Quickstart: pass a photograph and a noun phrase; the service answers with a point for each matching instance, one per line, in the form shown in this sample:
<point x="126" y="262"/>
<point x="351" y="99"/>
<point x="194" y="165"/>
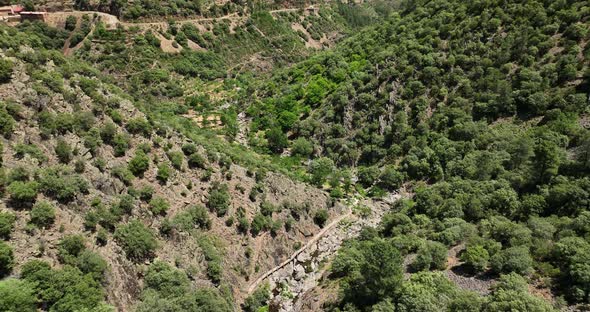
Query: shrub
<point x="139" y="126"/>
<point x="138" y="241"/>
<point x="7" y="220"/>
<point x="17" y="295"/>
<point x="6" y="67"/>
<point x="42" y="214"/>
<point x="146" y="193"/>
<point x="7" y="122"/>
<point x="23" y="193"/>
<point x="159" y="206"/>
<point x="259" y="223"/>
<point x="63" y="151"/>
<point x="71" y="22"/>
<point x="125" y="204"/>
<point x="320" y="217"/>
<point x="476" y="258"/>
<point x="139" y="164"/>
<point x="60" y="183"/>
<point x="302" y="147"/>
<point x="176" y="158"/>
<point x="163" y="173"/>
<point x="124" y="174"/>
<point x="196" y="160"/>
<point x="120" y="144"/>
<point x="219" y="199"/>
<point x="257" y="299"/>
<point x="6" y="259"/>
<point x="189" y="149"/>
<point x="166" y="280"/>
<point x="194" y="216"/>
<point x="108" y="132"/>
<point x="513" y="259"/>
<point x="431" y="255"/>
<point x="69" y="248"/>
<point x="91" y="263"/>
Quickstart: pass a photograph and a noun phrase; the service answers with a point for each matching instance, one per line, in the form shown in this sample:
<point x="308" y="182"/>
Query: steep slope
<point x="108" y="196"/>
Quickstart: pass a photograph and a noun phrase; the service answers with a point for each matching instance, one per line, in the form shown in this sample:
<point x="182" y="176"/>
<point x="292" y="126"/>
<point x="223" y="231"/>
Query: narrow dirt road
<point x="317" y="237"/>
<point x="57" y="19"/>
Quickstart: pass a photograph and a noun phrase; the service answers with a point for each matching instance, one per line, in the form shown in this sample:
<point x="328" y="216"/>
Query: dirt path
<point x="317" y="237"/>
<point x="57" y="19"/>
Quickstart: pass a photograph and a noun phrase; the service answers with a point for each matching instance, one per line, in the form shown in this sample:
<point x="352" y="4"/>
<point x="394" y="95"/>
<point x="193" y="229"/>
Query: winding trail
<point x="304" y="269"/>
<point x="56" y="19"/>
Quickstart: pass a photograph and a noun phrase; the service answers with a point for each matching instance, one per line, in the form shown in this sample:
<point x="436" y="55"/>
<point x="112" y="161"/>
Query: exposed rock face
<point x="293" y="278"/>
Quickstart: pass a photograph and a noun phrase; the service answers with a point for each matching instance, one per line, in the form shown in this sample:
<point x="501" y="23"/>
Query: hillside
<point x="296" y="156"/>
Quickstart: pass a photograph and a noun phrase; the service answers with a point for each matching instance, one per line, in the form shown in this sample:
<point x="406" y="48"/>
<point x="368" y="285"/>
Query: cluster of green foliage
<point x="169" y="289"/>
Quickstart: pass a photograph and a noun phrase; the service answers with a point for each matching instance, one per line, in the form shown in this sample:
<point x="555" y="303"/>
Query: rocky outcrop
<point x="301" y="272"/>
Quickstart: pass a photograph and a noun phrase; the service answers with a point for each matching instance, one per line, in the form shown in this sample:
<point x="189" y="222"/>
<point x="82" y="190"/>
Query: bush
<point x="176" y="159"/>
<point x="63" y="151"/>
<point x="189" y="149"/>
<point x="431" y="256"/>
<point x="513" y="259"/>
<point x="194" y="216"/>
<point x="91" y="263"/>
<point x="219" y="199"/>
<point x="163" y="173"/>
<point x="476" y="258"/>
<point x="138" y="241"/>
<point x="7" y="122"/>
<point x="43" y="214"/>
<point x="120" y="144"/>
<point x="60" y="183"/>
<point x="71" y="22"/>
<point x="196" y="160"/>
<point x="260" y="223"/>
<point x="7" y="220"/>
<point x="6" y="259"/>
<point x="139" y="164"/>
<point x="320" y="217"/>
<point x="302" y="147"/>
<point x="146" y="193"/>
<point x="17" y="296"/>
<point x="6" y="67"/>
<point x="159" y="206"/>
<point x="23" y="193"/>
<point x="139" y="126"/>
<point x="69" y="248"/>
<point x="124" y="174"/>
<point x="257" y="299"/>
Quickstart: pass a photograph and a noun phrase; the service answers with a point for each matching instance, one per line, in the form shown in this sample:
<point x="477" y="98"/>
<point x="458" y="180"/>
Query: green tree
<point x="219" y="199"/>
<point x="63" y="151"/>
<point x="139" y="164"/>
<point x="6" y="68"/>
<point x="6" y="259"/>
<point x="17" y="296"/>
<point x="320" y="169"/>
<point x="379" y="273"/>
<point x="277" y="140"/>
<point x="320" y="217"/>
<point x="163" y="173"/>
<point x="159" y="206"/>
<point x="7" y="220"/>
<point x="302" y="147"/>
<point x="23" y="193"/>
<point x="511" y="294"/>
<point x="476" y="258"/>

_ _ _

Exercise prompt
Give all the entries again exactly, dropping each picture.

Result
Quickstart: pass a photograph and a noun phrase; the service answers with a point for each matching instance, one per line, in the form shown in this sample:
<point x="126" y="262"/>
<point x="351" y="99"/>
<point x="194" y="165"/>
Query: shrub
<point x="139" y="126"/>
<point x="138" y="241"/>
<point x="7" y="220"/>
<point x="17" y="295"/>
<point x="6" y="67"/>
<point x="42" y="214"/>
<point x="146" y="193"/>
<point x="7" y="122"/>
<point x="23" y="193"/>
<point x="159" y="206"/>
<point x="259" y="223"/>
<point x="63" y="151"/>
<point x="71" y="22"/>
<point x="125" y="204"/>
<point x="320" y="217"/>
<point x="476" y="258"/>
<point x="139" y="164"/>
<point x="60" y="183"/>
<point x="302" y="147"/>
<point x="176" y="158"/>
<point x="163" y="173"/>
<point x="124" y="174"/>
<point x="196" y="160"/>
<point x="120" y="144"/>
<point x="219" y="199"/>
<point x="257" y="299"/>
<point x="6" y="259"/>
<point x="189" y="149"/>
<point x="166" y="280"/>
<point x="194" y="216"/>
<point x="108" y="132"/>
<point x="513" y="259"/>
<point x="431" y="255"/>
<point x="69" y="248"/>
<point x="91" y="263"/>
Quickstart: pass a photograph and a noun phrase; the service answers with a point for each matching instance, one per line, in the form shown in this sample:
<point x="308" y="182"/>
Query: steep slope
<point x="108" y="196"/>
Quickstart: pass a photograph and a noun phrase; the service answers with a point for each matching instance, one per line, in the form shown in this sample:
<point x="182" y="176"/>
<point x="292" y="126"/>
<point x="223" y="231"/>
Query: narrow dirt road
<point x="317" y="237"/>
<point x="57" y="19"/>
Quickstart: pass a photograph and a noun phrase; the service answers with a point for each matching instance, one per line, in the form shown in this sample:
<point x="328" y="216"/>
Query: dirt path
<point x="317" y="237"/>
<point x="57" y="19"/>
Quickstart: pass a photograph and a noun phrase; the service answers with a point for each matching instance, one per line, in the form shown in this sample:
<point x="352" y="4"/>
<point x="394" y="95"/>
<point x="193" y="229"/>
Query: winding trail
<point x="304" y="269"/>
<point x="56" y="19"/>
Quickstart: pass a photograph and a noun phrase; the service answers with a point for each matching instance, one per line, in the form shown in this sample:
<point x="436" y="55"/>
<point x="112" y="161"/>
Query: exposed rock face
<point x="293" y="278"/>
Quickstart: pass a photograph and a noun phrase; the service answers with a point for each matching instance, one per line, in the form shown in this sample:
<point x="501" y="23"/>
Query: hillside
<point x="296" y="156"/>
Quickstart: pass a photograph and a noun phrase; the service answers with a point for each matching instance, one per line, in the form shown in this sample:
<point x="406" y="48"/>
<point x="368" y="285"/>
Query: cluster of green foliage
<point x="169" y="289"/>
Quickstart: pass a photograph and a noun phrase; the service answers with a point for each matching instance, one per line, in the form shown in this sample:
<point x="555" y="303"/>
Query: rocky outcrop
<point x="301" y="272"/>
Quickstart: pass a photograph and a noun phrase; the service answers with a point for each matching instance, one per line, in the form shown in this sample:
<point x="189" y="222"/>
<point x="82" y="190"/>
Query: bush
<point x="176" y="159"/>
<point x="63" y="151"/>
<point x="189" y="149"/>
<point x="431" y="256"/>
<point x="513" y="259"/>
<point x="194" y="216"/>
<point x="91" y="263"/>
<point x="219" y="199"/>
<point x="163" y="173"/>
<point x="476" y="258"/>
<point x="138" y="241"/>
<point x="7" y="122"/>
<point x="43" y="214"/>
<point x="120" y="144"/>
<point x="60" y="183"/>
<point x="71" y="22"/>
<point x="196" y="160"/>
<point x="260" y="223"/>
<point x="7" y="220"/>
<point x="6" y="259"/>
<point x="139" y="164"/>
<point x="320" y="217"/>
<point x="302" y="147"/>
<point x="146" y="193"/>
<point x="17" y="296"/>
<point x="6" y="67"/>
<point x="159" y="206"/>
<point x="23" y="193"/>
<point x="139" y="126"/>
<point x="69" y="248"/>
<point x="124" y="174"/>
<point x="257" y="299"/>
Quickstart: pass a photograph and a noun phrase; the service answers with a point for each matching instance, one per line, in the form shown in this sample:
<point x="477" y="98"/>
<point x="458" y="180"/>
Query: green tree
<point x="219" y="199"/>
<point x="63" y="151"/>
<point x="139" y="164"/>
<point x="6" y="68"/>
<point x="6" y="259"/>
<point x="17" y="296"/>
<point x="320" y="169"/>
<point x="379" y="273"/>
<point x="277" y="140"/>
<point x="320" y="217"/>
<point x="163" y="173"/>
<point x="159" y="206"/>
<point x="7" y="220"/>
<point x="302" y="147"/>
<point x="23" y="193"/>
<point x="511" y="294"/>
<point x="476" y="258"/>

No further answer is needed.